------ SOURCE PASSAGE ------
I was that girl who was always babysitting. My friends all knew I loved being around children. Spending so much time with children solidified that I definitely wanted to have a family of my own someday. That I would love to be a mom. I looked forward to my regular babysitting appointments. I loved to shared cute and funny stories about my babysitting adventures.

In High School I was athletic and excelled academically. I was mostly in honors and advanced classes for my grade. I ran on Varsity Cross Country all four years of High School. I ran track and field for my first two years, but decided after that that long distance running on a track was dull and I preferred trail running. Upon my dad’s urging I joined the downhill ski team and discovered a passion for skiing. I raced on the downhill ski team all four years of High School. I loved being outdoors, enjoying nature and being physically active.

I was asked on my first date my freshman year of High School by a Junior on the Cross-Country team. We went out for Italian food the night before a Cross Country race. I dated several different guys my freshman year, but by the end of the year I had a realization. I was a Christian and my faith was the lens through which I saw the world and based my actions. I realized that non-Christians saw the world in an entirely different light and could not relate. I decided that I would only date other Christians. However, my definition of “Christian” was anyone who attended church. I dated several “Christians” during High School. By my Senior year, I had suffered a couple of heartbreaks and realized that many of the “non-Christians” I had dated my freshman year treated me much better than the “Christian” guys I dated. I decided maybe my plan wasn’t so great after all. I decided to abandon my criteria of only dating “Christians” and to just have fun casually dating.

When I was twelve years old I read a biography on the first female architect and that was it. I had found my profession. The perfect blend of art and math, my two favorite subjects. I loved creating and designing. I dabbled with the idea of becoming a lawyer or a doctor, but I always returned to architecture, my first love. It seemed to be my destined profession. My Junior year of High School I started looking at my options for Architecture Colleges. My dad’s boss’ daughter had recently graduated from a College of Architecture out of state. At my parents’ encouragement, I spoke with her on the phone and she encouraged me to apply to her alma matter.
------ INFORMATION SUPPLIED ------
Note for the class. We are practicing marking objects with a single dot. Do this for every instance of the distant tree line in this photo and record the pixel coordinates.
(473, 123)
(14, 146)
------
ACTIONS TO TAKE -
(a) Quote the memoir excerpt from "I was that girl" to "my babysitting adventures.".
(b) Render this sentence from the memoir excerpt in Spanish: "I loved being outdoors, enjoying nature and being physically active."
(c) Write what comes next in the memoir excerpt about growing up, starting after its last sentence.
The lines have no role in this work.

ANSWERS TO THE TASKS -
(a)
I was that girl who was always babysitting. My friends all knew I loved being around children. Spending so much time with children solidified that I definitely wanted to have a family of my own someday. That I would love to be a mom. I looked forward to my regular babysitting appointments. I loved to shared cute and funny stories about my babysitting adventures.

(b) Me encantaba estar al aire libre, disfrutar de la naturaleza y hacer actividad física.

(c)
I applied to five different Universities for Architecture. My first choice was an in-state school. We visited the in-state Universities I had applied to, including my first choice. However, the first school I was accepted to was the one out of state University I applied to. I was going reject the acceptance, but my mom suggested we go visit before we ruled it out. After all, it had come highly recommended by a family friend.  My mom planned for us to travel and headed off for a one-day whirl-wind visit. We flew early in the morning to the University, spent the day there, and flew back home in the wee hours of the night.

I immediately fell in love with the campus. The campus was a quintessential University Campus with old brick buildings, gardens and tree lined drives. The weather was amazing year-round. The students at the College of Architecture were friendly, welcoming, and eager to share their work. I felt this was where I wanted to be. We even stopped at the bookstore where I purchased my first official University shirt. When we arrived home, I immediately sent in my acceptance letter, full of excitement for what laid ahead.